[Saved data entries]
= = = =

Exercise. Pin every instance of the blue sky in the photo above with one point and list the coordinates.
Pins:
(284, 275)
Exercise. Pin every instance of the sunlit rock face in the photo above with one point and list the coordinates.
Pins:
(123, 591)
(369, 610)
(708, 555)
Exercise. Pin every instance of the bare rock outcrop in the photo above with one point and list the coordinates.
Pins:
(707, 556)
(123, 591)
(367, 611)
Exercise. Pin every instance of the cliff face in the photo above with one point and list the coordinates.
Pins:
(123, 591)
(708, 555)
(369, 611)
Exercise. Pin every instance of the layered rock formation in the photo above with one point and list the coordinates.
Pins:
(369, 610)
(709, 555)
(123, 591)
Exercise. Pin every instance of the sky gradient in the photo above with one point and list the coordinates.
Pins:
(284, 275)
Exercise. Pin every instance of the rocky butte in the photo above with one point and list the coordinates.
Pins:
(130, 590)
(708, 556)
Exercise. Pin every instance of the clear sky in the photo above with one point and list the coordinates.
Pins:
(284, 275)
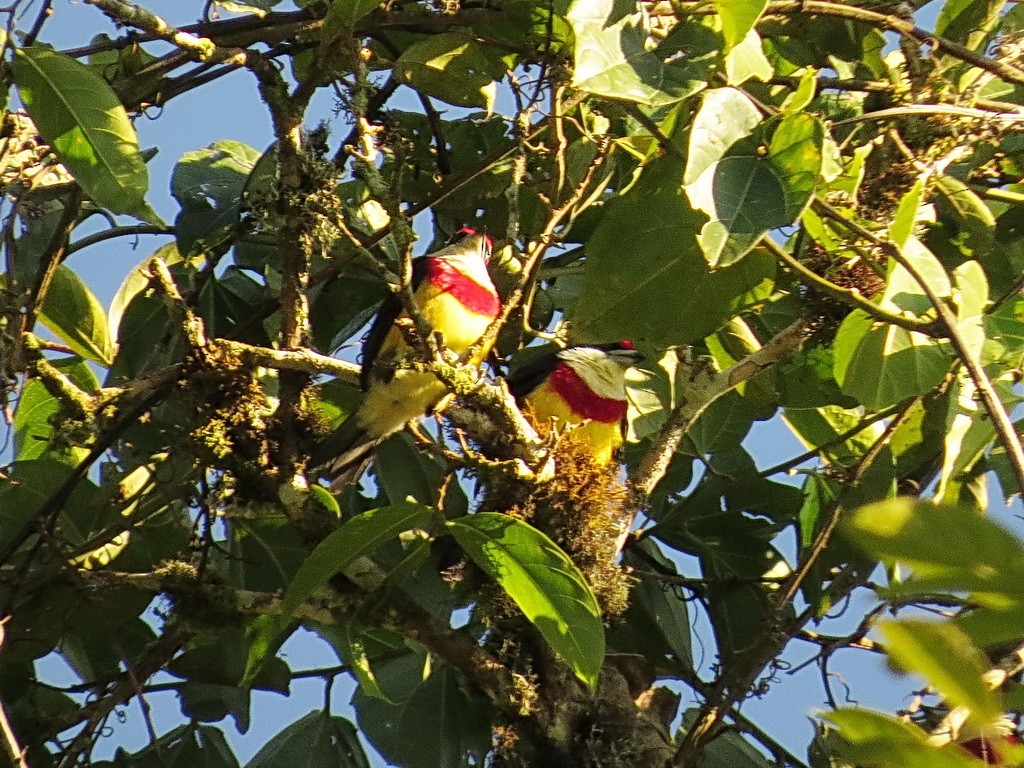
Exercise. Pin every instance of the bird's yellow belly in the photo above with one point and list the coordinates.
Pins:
(602, 439)
(409, 394)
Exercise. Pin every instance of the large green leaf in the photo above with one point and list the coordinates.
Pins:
(80, 116)
(726, 115)
(747, 60)
(72, 311)
(747, 194)
(208, 184)
(921, 535)
(738, 17)
(543, 582)
(436, 723)
(611, 57)
(646, 276)
(33, 429)
(949, 662)
(883, 740)
(968, 22)
(454, 68)
(356, 538)
(314, 740)
(881, 365)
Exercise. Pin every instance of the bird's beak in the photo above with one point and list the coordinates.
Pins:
(626, 357)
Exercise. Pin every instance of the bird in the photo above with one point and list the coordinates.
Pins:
(581, 386)
(456, 296)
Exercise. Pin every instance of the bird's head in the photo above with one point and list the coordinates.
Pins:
(469, 235)
(602, 366)
(622, 352)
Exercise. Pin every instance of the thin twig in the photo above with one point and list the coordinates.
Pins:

= = = =

PROBLEM STATEMENT:
Take the entries shown above and quote them verbatim, passing over the pictures.

WRITTEN ANSWER:
Exercise. Pin every instance of the blue sky in the photo above with one point and list the coordinates.
Pins:
(284, 275)
Exercise. Pin every instance of the sunlit rock face in the photo above with one point and list the coordinates.
Pins:
(123, 591)
(369, 610)
(708, 555)
Exercise. Pin every instance of the bare rock outcrop in the photo above with one point and list the coordinates.
Pins:
(707, 556)
(123, 591)
(367, 611)
Exercise. Pin every instance of the cliff face in the photo above with one point and list the coordinates.
Pins:
(123, 591)
(708, 555)
(369, 611)
Exercise. Pin every instance of the layered rock formation in the photo above with one point and list the coordinates.
Pins:
(369, 610)
(709, 555)
(123, 591)
Exercise. Pin every instance of the sky gradient in the photo above with one point and list the coordinates.
Pins:
(284, 275)
Exercise. Pin every instance of the rocky butte in the photo above with one point and list the coordinates.
Pins:
(130, 590)
(708, 556)
Exercise. Pin every instance of the clear sky in the photo above with one point and list the coordinates.
Pins:
(284, 275)
Exercise. Pin every instance of the bird's yellow belly in the photo above with one point and list the coordinates.
Pins:
(602, 439)
(409, 394)
Exercise. Pin every instance of the large green leaf in the photo above with one point and list the coordinates.
Pins:
(80, 116)
(726, 115)
(747, 60)
(72, 311)
(747, 194)
(208, 184)
(921, 535)
(738, 17)
(543, 582)
(436, 723)
(611, 57)
(646, 276)
(33, 429)
(949, 662)
(883, 740)
(968, 22)
(454, 68)
(356, 538)
(314, 740)
(881, 365)
Exercise. Pin every instance of the bird's beak in the photo above with one point and list the coordinates.
Pins:
(626, 357)
Exercise. Pin every instance of the bird in the photo above with one point and list the coordinates.
Pins:
(581, 386)
(456, 296)
Exercise. Pin every instance of the bird's head in the photo above with one point and list the coordinates.
Pins:
(469, 235)
(602, 366)
(622, 352)
Exercise. Pin every instance of the thin twig in the photo above with one point and list the coordinates.
Pins:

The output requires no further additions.